What you have to do = Reproduce the following page on Drake v. Laboratory Corp. of America Holdings in full, word for word and with no alterations.

Drake v. Laboratory Corp. of America Holdings

323 F. Supp. 2d 449, 2004 U.S. Dist. LEXIS 12569, 2004 WL 1524735
CourtDistrict Court, E.D. New York
DecidedJuly 8, 2004
Docket1:02-mj-01924
StatusPublished
Cited by10 cases

This text of 323 F. Supp. 2d 449 (Drake v. Laboratory Corp. of America Holdings) is published on Counsel Stack Legal Research, covering District Court, E.D. New York primary law. Counsel Stack provides free access to over 12 million legal documents including statutes, case law, regulations, and constitutions.

Bluebook
Drake v. Laboratory Corp. of America Holdings, 323 F. Supp. 2d 449, 2004 U.S. Dist. LEXIS 12569, 2004 WL 1524735 (E.D.N.Y. 2004).

Opinion

MEMORANDUM AND ORDER

BLOCK, District Judge.

Familiarity with the procedural history in this action is presumed. See Drake v. Laboratory Corp. of America Holdings, 290 F.Supp.2d 352, 362-63 (E.D.N.Y.2003). In sum, plaintiff Richard Drake (“Drake”) filed a complaint alleging both federal and state claims; in response to defendants’ motions to dismiss, the Court dismissed plaintiffs federal claims and exercised supplemental jurisdiction over his state claims, finding that they were not preempted by federal law, but certified the preemption question for interlocutory appeal pursuant to 28 U.S.C. § 1292(b). 1 In *451 light of the Second Circuit’s subsequent summary order, denying defendants’ petitions for leave to proceed with an interlocutory appeal, and the Circuit Court’s comments questioning this Court’s jurisdiction over the remaining state common law tort claims — namely, whether diversity jurisdiction existed, and whether this Court had conducted “a full analysis under 42 U.S.C. § 1367” when it decided to exercise supplemental jurisdiction, Drake v. Laboratory Corp., et. al, No. 04-0137, (2d Cir. Mar. 4, 2004), the Court issues this decision regarding its jurisdiction over the state law claims; moreover, because of facts not previously before the Court at the time of its § 1292(b) certification, it once again certifies the preemption issue for interlocutory appeal.

Source information =
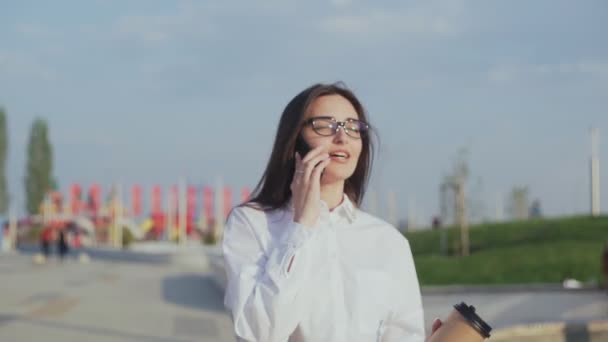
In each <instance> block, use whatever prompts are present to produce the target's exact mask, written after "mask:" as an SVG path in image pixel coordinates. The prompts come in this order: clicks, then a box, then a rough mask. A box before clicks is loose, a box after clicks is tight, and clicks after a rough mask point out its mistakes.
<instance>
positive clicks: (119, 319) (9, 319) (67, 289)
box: [0, 255, 608, 342]
mask: <svg viewBox="0 0 608 342" xmlns="http://www.w3.org/2000/svg"><path fill="white" fill-rule="evenodd" d="M104 260H107V259H104ZM135 260H136V259H133V260H127V261H124V260H123V261H119V260H115V261H114V262H110V261H100V260H95V259H94V260H93V261H92V262H91V263H90V264H80V263H78V262H77V261H76V260H68V261H66V262H64V263H60V262H58V261H57V260H51V261H50V262H49V263H47V264H45V265H40V266H36V265H33V263H32V258H31V255H9V256H7V255H0V341H37V340H40V339H41V338H44V341H47V342H53V341H61V342H68V341H78V342H81V341H85V340H86V341H92V342H98V341H99V342H101V341H159V342H160V341H163V342H165V341H166V342H173V341H175V342H178V341H180V342H187V341H203V342H204V341H213V342H224V341H234V338H233V337H232V335H231V322H230V319H229V317H228V315H227V314H226V313H225V312H224V310H223V303H222V296H223V295H222V293H221V292H220V291H219V289H218V288H217V286H215V284H214V282H213V281H212V278H211V276H210V275H209V274H208V273H205V271H204V269H203V268H202V267H199V268H193V267H185V266H177V265H175V264H167V263H158V262H156V263H149V262H141V260H139V262H135ZM460 301H466V302H467V303H469V304H473V305H475V306H476V307H477V308H478V312H479V313H480V314H481V315H482V316H483V317H484V318H485V319H486V320H487V321H488V322H489V323H490V324H492V326H493V327H494V328H502V327H508V326H511V325H514V324H524V323H536V322H556V321H564V320H565V321H572V322H580V321H587V320H593V319H604V320H606V319H608V296H607V295H606V293H604V292H601V291H580V292H563V291H528V292H521V291H520V292H497V293H490V292H485V293H483V292H477V293H471V292H467V293H460V294H459V293H443V294H442V293H441V292H440V291H432V293H425V294H424V296H423V303H424V308H425V316H426V321H427V325H430V322H432V320H433V319H434V318H435V317H445V316H447V314H448V313H449V311H450V310H451V306H452V305H453V304H455V303H458V302H460Z"/></svg>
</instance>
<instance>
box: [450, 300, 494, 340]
mask: <svg viewBox="0 0 608 342" xmlns="http://www.w3.org/2000/svg"><path fill="white" fill-rule="evenodd" d="M454 309H456V310H458V312H459V313H460V314H461V315H462V317H464V318H465V319H466V320H467V321H469V323H470V324H471V326H473V328H475V330H477V331H479V333H480V334H481V336H483V337H484V338H488V337H490V331H492V327H491V326H490V325H489V324H488V323H486V322H485V321H484V320H483V319H481V317H479V315H477V314H476V313H475V307H474V306H473V305H467V304H466V303H465V302H462V303H460V304H456V305H454Z"/></svg>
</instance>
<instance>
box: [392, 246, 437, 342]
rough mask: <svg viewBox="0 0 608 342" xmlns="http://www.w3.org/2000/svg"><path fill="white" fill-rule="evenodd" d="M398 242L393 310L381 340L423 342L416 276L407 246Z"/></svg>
mask: <svg viewBox="0 0 608 342" xmlns="http://www.w3.org/2000/svg"><path fill="white" fill-rule="evenodd" d="M400 240H401V241H402V242H401V243H400V244H399V245H400V247H399V248H398V251H397V254H396V255H397V256H396V258H395V261H396V269H395V271H394V274H395V276H396V279H397V288H398V289H399V291H398V293H396V301H395V306H394V308H393V310H392V312H391V314H390V315H389V317H388V318H387V320H386V323H385V325H384V327H383V333H382V339H381V341H385V342H423V341H424V340H425V338H426V337H425V329H424V310H423V308H422V296H421V294H420V286H419V283H418V276H417V274H416V268H415V265H414V259H413V257H412V252H411V249H410V245H409V242H408V241H407V240H406V239H405V238H404V237H403V236H400Z"/></svg>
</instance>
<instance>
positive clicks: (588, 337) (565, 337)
mask: <svg viewBox="0 0 608 342" xmlns="http://www.w3.org/2000/svg"><path fill="white" fill-rule="evenodd" d="M606 340H608V321H606V320H600V321H589V322H581V323H568V322H559V323H543V324H528V325H517V326H513V327H509V328H503V329H499V330H497V331H496V332H494V333H492V336H491V337H490V339H488V341H493V342H508V341H521V342H569V341H585V342H600V341H606Z"/></svg>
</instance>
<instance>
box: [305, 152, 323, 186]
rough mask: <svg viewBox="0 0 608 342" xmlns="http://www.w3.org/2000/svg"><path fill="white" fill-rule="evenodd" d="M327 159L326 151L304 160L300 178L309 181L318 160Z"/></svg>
mask: <svg viewBox="0 0 608 342" xmlns="http://www.w3.org/2000/svg"><path fill="white" fill-rule="evenodd" d="M327 159H329V154H328V153H324V154H321V155H317V156H315V157H314V158H312V159H310V160H309V161H308V162H305V163H304V165H303V167H304V174H303V176H302V179H303V180H304V181H309V180H310V177H311V175H312V172H313V170H314V169H315V166H317V165H318V164H319V163H320V162H322V161H324V160H327Z"/></svg>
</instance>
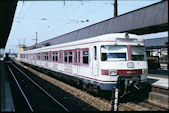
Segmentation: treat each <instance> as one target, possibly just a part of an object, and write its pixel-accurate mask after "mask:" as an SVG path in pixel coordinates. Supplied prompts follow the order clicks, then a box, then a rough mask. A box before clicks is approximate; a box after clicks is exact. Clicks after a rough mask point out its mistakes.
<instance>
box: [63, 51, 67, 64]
mask: <svg viewBox="0 0 169 113" xmlns="http://www.w3.org/2000/svg"><path fill="white" fill-rule="evenodd" d="M64 62H65V63H67V51H64Z"/></svg>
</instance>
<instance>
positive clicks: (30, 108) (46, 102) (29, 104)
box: [8, 62, 69, 112]
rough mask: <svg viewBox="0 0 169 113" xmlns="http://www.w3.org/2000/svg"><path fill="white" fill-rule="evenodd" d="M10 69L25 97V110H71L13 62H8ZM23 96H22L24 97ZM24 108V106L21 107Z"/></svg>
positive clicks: (24, 96) (18, 85) (13, 79)
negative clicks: (25, 72)
mask: <svg viewBox="0 0 169 113" xmlns="http://www.w3.org/2000/svg"><path fill="white" fill-rule="evenodd" d="M8 69H9V72H10V73H11V76H12V78H13V80H14V81H15V84H16V85H17V87H18V88H19V91H20V92H21V94H22V97H23V98H24V100H25V102H23V101H22V102H23V103H24V104H25V106H22V107H25V109H24V110H26V111H27V110H28V111H31V112H33V111H69V110H68V109H67V108H66V107H65V106H64V105H62V104H61V103H60V102H59V101H58V100H56V99H55V98H54V97H53V96H51V95H50V94H49V93H48V92H47V91H45V90H44V89H43V88H42V87H41V86H40V85H38V84H37V83H36V82H35V81H34V80H32V79H31V78H30V77H29V76H28V75H27V74H26V73H25V72H24V71H22V70H21V69H19V67H18V66H16V65H15V64H13V63H12V62H10V63H8ZM22 97H21V98H22ZM21 109H22V108H21Z"/></svg>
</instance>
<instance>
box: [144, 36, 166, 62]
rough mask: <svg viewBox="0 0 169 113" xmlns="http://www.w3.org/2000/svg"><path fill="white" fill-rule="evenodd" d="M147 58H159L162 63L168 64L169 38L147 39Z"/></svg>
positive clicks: (145, 40)
mask: <svg viewBox="0 0 169 113" xmlns="http://www.w3.org/2000/svg"><path fill="white" fill-rule="evenodd" d="M144 42H145V47H146V53H147V56H158V57H159V59H160V63H168V37H163V38H152V39H146V40H145V41H144Z"/></svg>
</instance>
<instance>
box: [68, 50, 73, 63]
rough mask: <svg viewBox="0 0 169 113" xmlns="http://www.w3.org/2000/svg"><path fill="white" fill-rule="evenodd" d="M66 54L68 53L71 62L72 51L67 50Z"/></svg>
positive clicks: (69, 62) (72, 55) (69, 60)
mask: <svg viewBox="0 0 169 113" xmlns="http://www.w3.org/2000/svg"><path fill="white" fill-rule="evenodd" d="M68 55H69V63H72V57H73V54H72V51H69V52H68Z"/></svg>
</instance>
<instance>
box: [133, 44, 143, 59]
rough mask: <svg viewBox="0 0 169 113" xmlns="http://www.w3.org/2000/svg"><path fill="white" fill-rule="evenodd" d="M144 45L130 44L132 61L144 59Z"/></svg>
mask: <svg viewBox="0 0 169 113" xmlns="http://www.w3.org/2000/svg"><path fill="white" fill-rule="evenodd" d="M144 54H145V52H144V47H138V46H131V57H132V60H134V61H145V55H144Z"/></svg>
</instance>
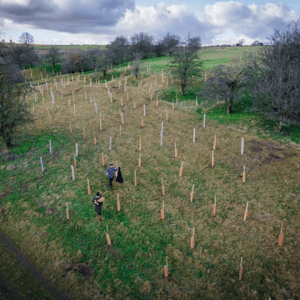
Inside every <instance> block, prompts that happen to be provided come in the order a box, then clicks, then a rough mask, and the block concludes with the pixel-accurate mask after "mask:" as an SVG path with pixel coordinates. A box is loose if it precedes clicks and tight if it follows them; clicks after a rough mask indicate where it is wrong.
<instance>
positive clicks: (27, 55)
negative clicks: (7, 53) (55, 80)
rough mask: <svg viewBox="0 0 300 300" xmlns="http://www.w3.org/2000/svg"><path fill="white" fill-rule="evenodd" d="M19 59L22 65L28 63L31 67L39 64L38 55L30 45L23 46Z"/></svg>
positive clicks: (36, 65) (30, 66)
mask: <svg viewBox="0 0 300 300" xmlns="http://www.w3.org/2000/svg"><path fill="white" fill-rule="evenodd" d="M20 59H21V62H22V65H25V64H28V65H30V67H31V68H32V67H33V65H36V66H40V61H39V56H38V54H37V53H36V52H35V51H34V49H33V48H32V47H26V48H24V49H23V53H22V54H21V56H20Z"/></svg>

Exercise solution =
Drake v. Laboratory Corp. of America Holdings

323 F. Supp. 2d 449, 2004 U.S. Dist. LEXIS 12569, 2004 WL 1524735
CourtDistrict Court, E.D. New York
DecidedJuly 8, 2004
Docket1:02-mj-01924
StatusPublished
Cited by10 cases

This text of 323 F. Supp. 2d 449 (Drake v. Laboratory Corp. of America Holdings) is published on Counsel Stack Legal Research, covering District Court, E.D. New York primary law. Counsel Stack provides free access to over 12 million legal documents including statutes, case law, regulations, and constitutions.

Bluebook
Drake v. Laboratory Corp. of America Holdings, 323 F. Supp. 2d 449, 2004 U.S. Dist. LEXIS 12569, 2004 WL 1524735 (E.D.N.Y. 2004).

Opinion

MEMORANDUM AND ORDER

BLOCK, District Judge.

Familiarity with the procedural history in this action is presumed. See Drake v. Laboratory Corp. of America Holdings, 290 F.Supp.2d 352, 362-63 (E.D.N.Y.2003). In sum, plaintiff Richard Drake (“Drake”) filed a complaint alleging both federal and state claims; in response to defendants’ motions to dismiss, the Court dismissed plaintiffs federal claims and exercised supplemental jurisdiction over his state claims, finding that they were not preempted by federal law, but certified the preemption question for interlocutory appeal pursuant to 28 U.S.C. § 1292(b). 1 In *451 light of the Second Circuit’s subsequent summary order, denying defendants’ petitions for leave to proceed with an interlocutory appeal, and the Circuit Court’s comments questioning this Court’s jurisdiction over the remaining state common law tort claims — namely, whether diversity jurisdiction existed, and whether this Court had conducted “a full analysis under 42 U.S.C. § 1367” when it decided to exercise supplemental jurisdiction, Drake v. Laboratory Corp., et. al, No. 04-0137, (2d Cir. Mar. 4, 2004), the Court issues this decision regarding its jurisdiction over the state law claims; moreover, because of facts not previously before the Court at the time of its § 1292(b) certification, it once again certifies the preemption issue for interlocutory appeal.